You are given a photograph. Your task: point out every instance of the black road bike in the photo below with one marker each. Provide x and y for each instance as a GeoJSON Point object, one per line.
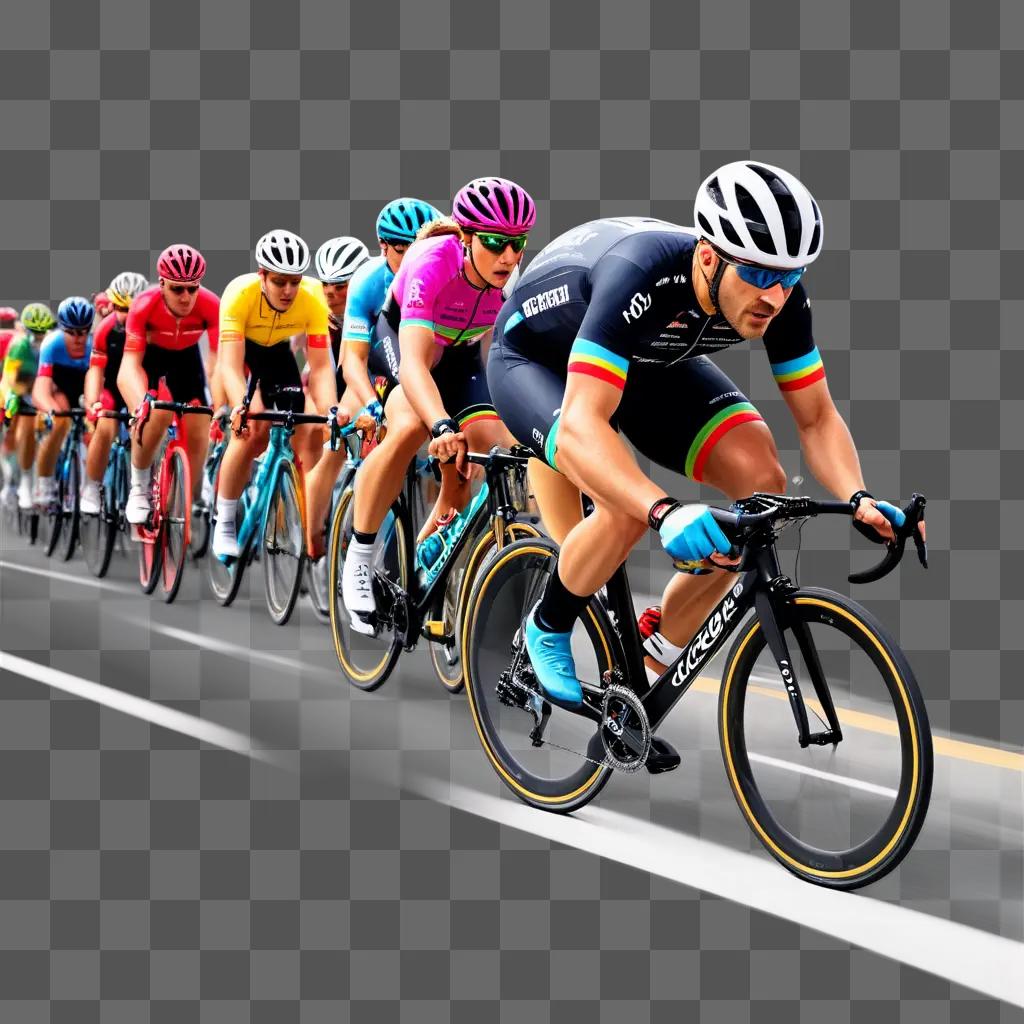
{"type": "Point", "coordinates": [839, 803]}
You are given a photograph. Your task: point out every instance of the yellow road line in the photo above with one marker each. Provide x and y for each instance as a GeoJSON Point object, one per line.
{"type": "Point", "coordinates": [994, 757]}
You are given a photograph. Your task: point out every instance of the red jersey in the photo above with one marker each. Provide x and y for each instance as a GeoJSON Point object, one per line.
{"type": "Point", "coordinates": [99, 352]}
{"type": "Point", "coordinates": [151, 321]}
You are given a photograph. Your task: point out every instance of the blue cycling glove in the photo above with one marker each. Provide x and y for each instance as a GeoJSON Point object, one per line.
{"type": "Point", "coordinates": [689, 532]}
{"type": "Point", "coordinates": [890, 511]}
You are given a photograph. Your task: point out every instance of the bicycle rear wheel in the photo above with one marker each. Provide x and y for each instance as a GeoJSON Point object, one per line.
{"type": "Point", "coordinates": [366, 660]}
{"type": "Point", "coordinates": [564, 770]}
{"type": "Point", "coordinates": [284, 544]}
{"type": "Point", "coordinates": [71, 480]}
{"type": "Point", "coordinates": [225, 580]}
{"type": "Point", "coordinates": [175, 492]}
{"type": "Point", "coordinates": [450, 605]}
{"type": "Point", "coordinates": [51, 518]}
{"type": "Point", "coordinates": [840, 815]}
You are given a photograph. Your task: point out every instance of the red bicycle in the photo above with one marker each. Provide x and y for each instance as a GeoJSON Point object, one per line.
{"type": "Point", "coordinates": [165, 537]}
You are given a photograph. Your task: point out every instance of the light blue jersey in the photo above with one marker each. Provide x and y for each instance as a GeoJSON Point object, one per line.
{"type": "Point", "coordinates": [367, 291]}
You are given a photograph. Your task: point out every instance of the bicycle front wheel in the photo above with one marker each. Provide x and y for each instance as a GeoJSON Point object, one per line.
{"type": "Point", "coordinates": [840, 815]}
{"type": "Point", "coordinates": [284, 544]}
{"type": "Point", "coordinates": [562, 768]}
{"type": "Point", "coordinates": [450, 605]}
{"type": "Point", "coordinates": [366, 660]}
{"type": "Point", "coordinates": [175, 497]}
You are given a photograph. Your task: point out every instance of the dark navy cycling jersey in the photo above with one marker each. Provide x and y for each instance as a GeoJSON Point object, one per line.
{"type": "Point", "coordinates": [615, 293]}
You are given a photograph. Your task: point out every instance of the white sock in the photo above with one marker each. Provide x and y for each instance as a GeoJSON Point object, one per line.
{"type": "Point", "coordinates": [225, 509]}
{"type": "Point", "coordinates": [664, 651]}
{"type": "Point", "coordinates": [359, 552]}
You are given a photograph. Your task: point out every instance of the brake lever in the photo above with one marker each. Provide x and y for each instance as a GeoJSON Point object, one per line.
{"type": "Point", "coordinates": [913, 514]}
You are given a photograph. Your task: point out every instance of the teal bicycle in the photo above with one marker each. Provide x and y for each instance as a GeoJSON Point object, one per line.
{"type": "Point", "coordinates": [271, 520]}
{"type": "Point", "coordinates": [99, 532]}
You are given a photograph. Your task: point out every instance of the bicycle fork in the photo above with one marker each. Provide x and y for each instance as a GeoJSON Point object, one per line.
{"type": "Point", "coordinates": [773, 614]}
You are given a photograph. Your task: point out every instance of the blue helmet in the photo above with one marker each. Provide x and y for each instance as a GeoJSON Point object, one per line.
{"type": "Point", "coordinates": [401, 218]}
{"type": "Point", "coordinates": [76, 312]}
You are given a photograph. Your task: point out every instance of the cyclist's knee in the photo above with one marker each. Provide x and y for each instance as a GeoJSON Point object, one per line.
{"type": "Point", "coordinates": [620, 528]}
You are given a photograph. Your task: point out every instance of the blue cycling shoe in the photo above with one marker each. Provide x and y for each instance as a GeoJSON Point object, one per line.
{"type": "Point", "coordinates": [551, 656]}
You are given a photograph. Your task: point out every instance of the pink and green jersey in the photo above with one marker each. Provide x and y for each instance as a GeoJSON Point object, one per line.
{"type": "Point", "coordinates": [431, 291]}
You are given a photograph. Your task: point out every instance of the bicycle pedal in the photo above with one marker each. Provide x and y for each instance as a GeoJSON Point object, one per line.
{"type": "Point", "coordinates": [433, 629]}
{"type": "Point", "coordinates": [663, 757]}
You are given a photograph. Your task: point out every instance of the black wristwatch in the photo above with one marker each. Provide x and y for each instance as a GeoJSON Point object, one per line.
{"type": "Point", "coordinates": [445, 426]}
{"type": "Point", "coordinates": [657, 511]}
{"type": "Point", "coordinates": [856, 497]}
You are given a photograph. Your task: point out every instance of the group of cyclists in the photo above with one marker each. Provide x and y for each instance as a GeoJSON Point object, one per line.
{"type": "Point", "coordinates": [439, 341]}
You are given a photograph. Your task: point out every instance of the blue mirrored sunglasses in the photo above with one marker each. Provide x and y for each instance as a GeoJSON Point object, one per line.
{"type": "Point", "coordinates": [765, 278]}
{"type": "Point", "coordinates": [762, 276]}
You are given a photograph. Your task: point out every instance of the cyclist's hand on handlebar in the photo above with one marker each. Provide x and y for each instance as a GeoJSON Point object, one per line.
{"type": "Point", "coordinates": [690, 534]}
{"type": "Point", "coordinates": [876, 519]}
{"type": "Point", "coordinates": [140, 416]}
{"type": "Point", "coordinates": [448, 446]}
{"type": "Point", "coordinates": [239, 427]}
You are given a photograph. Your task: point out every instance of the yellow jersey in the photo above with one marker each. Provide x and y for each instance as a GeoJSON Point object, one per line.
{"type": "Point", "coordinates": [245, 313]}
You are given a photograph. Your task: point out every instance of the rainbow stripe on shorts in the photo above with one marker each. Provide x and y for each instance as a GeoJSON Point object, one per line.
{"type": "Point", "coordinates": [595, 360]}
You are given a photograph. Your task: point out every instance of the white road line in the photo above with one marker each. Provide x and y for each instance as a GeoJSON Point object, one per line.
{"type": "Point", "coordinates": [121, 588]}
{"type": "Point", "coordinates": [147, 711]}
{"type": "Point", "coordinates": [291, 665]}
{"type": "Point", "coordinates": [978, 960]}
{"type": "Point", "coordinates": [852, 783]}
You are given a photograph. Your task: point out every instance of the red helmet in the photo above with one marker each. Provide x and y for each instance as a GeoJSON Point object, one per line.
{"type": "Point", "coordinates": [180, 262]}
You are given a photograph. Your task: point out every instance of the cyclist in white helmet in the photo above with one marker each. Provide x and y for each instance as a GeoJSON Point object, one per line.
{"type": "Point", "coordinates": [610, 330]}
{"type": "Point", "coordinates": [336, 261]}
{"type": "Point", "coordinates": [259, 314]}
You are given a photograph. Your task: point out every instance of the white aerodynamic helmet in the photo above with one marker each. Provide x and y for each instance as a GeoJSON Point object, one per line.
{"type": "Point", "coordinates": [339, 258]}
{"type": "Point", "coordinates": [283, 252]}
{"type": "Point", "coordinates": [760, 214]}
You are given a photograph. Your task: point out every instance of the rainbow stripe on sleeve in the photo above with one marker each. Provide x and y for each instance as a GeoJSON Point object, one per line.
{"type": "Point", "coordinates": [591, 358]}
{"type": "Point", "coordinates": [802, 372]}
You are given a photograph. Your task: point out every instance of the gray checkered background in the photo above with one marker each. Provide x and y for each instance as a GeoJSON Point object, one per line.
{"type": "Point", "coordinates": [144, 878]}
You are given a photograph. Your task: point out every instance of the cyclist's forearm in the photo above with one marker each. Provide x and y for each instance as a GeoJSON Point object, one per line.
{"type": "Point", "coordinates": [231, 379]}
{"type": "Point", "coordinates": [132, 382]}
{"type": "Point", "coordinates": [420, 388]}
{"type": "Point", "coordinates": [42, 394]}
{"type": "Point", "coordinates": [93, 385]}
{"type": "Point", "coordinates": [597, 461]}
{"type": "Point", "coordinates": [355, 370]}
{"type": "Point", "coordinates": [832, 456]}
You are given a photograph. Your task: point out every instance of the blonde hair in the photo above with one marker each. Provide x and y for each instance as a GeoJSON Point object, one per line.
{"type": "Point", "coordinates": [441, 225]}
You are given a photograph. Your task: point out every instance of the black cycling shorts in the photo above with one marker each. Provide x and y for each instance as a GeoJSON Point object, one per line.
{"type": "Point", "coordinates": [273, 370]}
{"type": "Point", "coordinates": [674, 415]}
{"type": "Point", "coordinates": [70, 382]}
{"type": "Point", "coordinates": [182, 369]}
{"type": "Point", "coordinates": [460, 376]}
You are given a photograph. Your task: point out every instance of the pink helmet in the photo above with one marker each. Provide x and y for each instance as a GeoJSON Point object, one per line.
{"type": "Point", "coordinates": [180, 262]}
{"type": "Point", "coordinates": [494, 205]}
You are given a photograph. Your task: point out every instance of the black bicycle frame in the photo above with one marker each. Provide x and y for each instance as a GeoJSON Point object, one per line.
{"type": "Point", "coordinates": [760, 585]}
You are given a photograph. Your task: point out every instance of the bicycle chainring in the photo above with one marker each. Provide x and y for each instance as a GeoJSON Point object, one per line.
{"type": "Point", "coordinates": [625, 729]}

==

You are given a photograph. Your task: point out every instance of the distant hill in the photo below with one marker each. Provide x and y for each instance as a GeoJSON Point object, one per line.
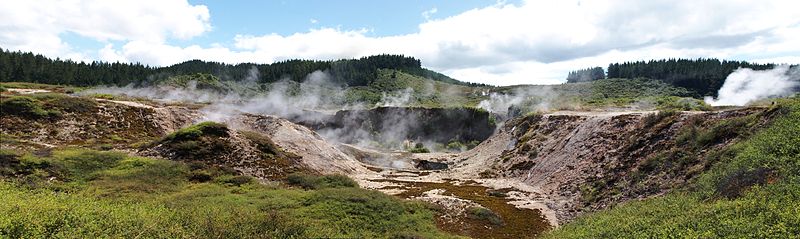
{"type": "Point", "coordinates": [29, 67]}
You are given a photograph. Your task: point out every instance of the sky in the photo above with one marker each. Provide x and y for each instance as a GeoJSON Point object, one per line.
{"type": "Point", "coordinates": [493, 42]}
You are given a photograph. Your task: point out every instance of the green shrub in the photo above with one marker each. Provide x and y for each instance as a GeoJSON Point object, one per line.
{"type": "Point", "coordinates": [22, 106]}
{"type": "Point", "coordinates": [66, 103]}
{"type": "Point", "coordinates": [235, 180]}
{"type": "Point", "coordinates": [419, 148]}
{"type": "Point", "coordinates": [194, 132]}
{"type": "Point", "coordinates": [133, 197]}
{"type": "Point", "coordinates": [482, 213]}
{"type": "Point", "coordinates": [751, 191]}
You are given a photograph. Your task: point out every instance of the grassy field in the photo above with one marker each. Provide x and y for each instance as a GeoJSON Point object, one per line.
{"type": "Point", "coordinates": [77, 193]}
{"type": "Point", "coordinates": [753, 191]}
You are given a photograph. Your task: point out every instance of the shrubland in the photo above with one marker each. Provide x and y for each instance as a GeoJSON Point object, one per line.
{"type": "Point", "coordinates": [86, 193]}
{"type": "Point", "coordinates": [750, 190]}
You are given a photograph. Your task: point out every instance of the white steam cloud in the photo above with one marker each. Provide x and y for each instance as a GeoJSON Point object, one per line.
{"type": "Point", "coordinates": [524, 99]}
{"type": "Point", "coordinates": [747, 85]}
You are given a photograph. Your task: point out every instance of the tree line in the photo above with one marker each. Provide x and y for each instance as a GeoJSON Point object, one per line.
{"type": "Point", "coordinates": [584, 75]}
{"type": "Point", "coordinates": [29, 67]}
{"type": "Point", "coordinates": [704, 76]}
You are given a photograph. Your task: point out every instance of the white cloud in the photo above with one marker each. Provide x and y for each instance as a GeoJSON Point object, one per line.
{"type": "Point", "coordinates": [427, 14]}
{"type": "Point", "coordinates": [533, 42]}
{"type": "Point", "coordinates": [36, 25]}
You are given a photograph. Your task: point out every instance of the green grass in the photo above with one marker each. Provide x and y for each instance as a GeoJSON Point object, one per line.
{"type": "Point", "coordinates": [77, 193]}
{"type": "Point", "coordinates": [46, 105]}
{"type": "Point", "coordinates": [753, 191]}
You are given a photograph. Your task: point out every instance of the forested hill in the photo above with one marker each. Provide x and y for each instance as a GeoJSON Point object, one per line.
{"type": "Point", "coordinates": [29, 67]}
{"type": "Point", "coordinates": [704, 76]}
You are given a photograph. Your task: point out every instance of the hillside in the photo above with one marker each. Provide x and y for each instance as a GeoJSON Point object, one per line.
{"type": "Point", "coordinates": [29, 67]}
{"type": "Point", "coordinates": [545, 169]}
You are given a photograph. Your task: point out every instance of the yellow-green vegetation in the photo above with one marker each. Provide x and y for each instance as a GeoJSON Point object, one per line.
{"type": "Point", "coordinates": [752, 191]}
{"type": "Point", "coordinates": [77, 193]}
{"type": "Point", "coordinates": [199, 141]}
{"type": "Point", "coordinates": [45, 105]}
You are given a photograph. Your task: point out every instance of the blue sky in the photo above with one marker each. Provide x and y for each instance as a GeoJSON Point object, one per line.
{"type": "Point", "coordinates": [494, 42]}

Instructions to follow: Count the lines of the records above that contain the string "distant", treating uppercase and lowercase letters as different, and reply with the number alone.

Exercise output: 1